Lines below that include the word "find" should each be copied.
━━━ THE INPUT
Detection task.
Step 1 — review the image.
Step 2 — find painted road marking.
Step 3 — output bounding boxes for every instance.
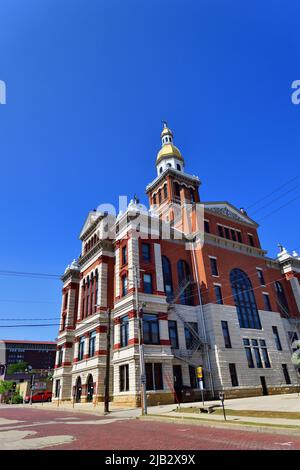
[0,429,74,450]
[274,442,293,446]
━━━━━━
━━━ THE INPUT
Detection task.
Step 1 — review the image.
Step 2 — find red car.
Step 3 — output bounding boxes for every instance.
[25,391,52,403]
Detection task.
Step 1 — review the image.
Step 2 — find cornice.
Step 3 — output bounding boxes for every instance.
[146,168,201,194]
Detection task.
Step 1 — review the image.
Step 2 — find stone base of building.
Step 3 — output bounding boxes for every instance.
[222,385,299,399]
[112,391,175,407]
━━━━━━
▶ [RESPONSE BELOW]
Step 2 — find painted road marking.
Step 2 — find red car.
Step 2 — find cornice.
Step 2 — find stone base of building.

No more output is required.